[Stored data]
┏━━
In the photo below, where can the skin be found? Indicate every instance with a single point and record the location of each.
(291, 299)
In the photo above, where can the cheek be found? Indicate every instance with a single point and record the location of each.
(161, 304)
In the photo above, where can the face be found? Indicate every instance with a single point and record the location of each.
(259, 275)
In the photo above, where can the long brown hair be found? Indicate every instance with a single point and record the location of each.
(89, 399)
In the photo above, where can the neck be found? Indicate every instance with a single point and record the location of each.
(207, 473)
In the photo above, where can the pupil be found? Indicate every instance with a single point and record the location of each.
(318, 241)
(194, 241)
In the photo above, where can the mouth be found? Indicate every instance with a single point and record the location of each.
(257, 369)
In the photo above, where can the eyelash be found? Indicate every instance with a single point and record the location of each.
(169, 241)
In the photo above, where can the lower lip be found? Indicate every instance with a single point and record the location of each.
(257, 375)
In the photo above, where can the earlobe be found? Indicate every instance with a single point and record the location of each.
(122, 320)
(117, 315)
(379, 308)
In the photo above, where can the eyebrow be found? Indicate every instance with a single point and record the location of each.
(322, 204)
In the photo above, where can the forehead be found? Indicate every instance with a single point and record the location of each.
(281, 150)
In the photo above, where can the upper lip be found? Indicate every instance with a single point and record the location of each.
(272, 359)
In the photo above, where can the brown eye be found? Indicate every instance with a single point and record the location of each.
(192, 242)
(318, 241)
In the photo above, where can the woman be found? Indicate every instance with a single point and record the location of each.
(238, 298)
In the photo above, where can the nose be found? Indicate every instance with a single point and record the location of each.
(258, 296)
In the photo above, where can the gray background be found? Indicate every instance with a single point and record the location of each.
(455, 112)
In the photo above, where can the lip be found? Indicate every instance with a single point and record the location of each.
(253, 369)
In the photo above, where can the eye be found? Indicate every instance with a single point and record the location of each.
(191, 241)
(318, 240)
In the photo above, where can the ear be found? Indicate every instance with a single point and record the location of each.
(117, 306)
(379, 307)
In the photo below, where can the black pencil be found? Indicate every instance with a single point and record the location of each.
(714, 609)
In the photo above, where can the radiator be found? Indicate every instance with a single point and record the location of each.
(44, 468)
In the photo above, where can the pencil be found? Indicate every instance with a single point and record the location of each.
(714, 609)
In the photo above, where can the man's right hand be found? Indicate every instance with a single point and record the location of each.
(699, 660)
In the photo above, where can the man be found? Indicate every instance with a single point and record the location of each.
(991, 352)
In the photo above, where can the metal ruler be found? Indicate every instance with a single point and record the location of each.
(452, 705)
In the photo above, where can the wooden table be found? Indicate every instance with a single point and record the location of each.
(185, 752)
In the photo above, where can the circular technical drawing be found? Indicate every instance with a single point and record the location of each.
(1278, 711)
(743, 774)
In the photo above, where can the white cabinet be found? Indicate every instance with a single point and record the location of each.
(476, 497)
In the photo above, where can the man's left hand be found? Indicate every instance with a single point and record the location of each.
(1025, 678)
┗━━
| Direction |
Duplicate every one of the lines above, keeping each word and mark unchanged.

| Result of the exercise |
In the photo below, where can the skin be found? Indicate every instance with a single point and record the location of each.
(291, 299)
In the photo above, where can the cheek be found? Indicate every instance with a single point and record the location of each.
(161, 304)
In the photo above, where can the face be found? Indicate every instance with a single point and record the location of each.
(259, 275)
In the photo above, where can the long brown hair be found? Indicate every instance with a single point and record the location of each.
(89, 399)
In the photo above, where can the neck be found? Indicate every instance with a single point and record the location of each.
(207, 473)
In the photo above, where can the pupil be found? Indicate every instance with a single point and record the location of each.
(318, 241)
(194, 241)
In the photo above, where can the mouth be found? Indicate every instance with a single point and record the location of each.
(257, 369)
In the photo above, where can the eyelash be found? Indicate every instance with a single point and record the location of each.
(169, 241)
In the photo above, where can the lower lip be found? Indicate every instance with a single point and record the location of each.
(257, 375)
In the photo above, where can the earlobe be found? Indicate every instance with a single point and record the location of each.
(122, 320)
(117, 315)
(379, 308)
In the photo above, where can the eyebrow be found? Indicate every instance with a single point and record the location of each.
(322, 204)
In the photo above, where can the forehead be found? Indicate every instance with a single point and record the location of each.
(281, 150)
In the photo above, where can the upper lip be found? Indicate every instance with a single point and record the location of each.
(272, 359)
In the photo above, where can the brown eye be found? Indicate every instance with a single point and record the location of each.
(192, 242)
(318, 241)
In the photo above, where can the woman be found? Indicate every instance with a single point and record the location of each.
(238, 298)
In the photo above, where can the nose be found? Indicate every instance with a single point and record the location of each.
(258, 296)
In the photo above, where can the gray background be found? Indicate every instance with a single point and record the location of each.
(455, 112)
In the photo above, where can the lip be found? Indicate every instance with a single point and record the location of each.
(253, 369)
In the photo above, where can the eye be found? Indicate every instance with a single point and record the location of each.
(191, 241)
(318, 240)
In the photo above, where can the ear be found? Indicate every instance with a single point and record the location of each.
(117, 306)
(379, 307)
In the photo below, where can the black pencil be found? Indicate every instance with a single point and record the location of each.
(714, 609)
In the photo above, where can the radiator be found? Indicate every instance with a single point and record the location of each.
(44, 468)
In the photo above, where can the pencil be found? Indicate every instance with a single point and record the location of each.
(714, 609)
In the photo above, where can the man's right hand be found? Indicate every instance with a single point and record the location of each.
(699, 660)
In the photo above, where can the man be found? Indicate every instance with a single point and record the location of each.
(991, 352)
In the photo above, where can the metal ruler be found? Indicate every instance with a single point and record the location of each.
(452, 705)
In the photo above, where can the wooden table be found? Indicate every instance with a single point and record the location of each.
(185, 752)
In the photo above, where can the circular technical drawing be found? Indicate every instance with a single point and record the location of each.
(1278, 711)
(743, 774)
In the photo above, where can the white cabinet be found? Indicate every instance with a single point and record the location of each.
(476, 497)
In the photo above, where can the man's left hand be found? Indicate every instance with a single point and record the location of each.
(1025, 678)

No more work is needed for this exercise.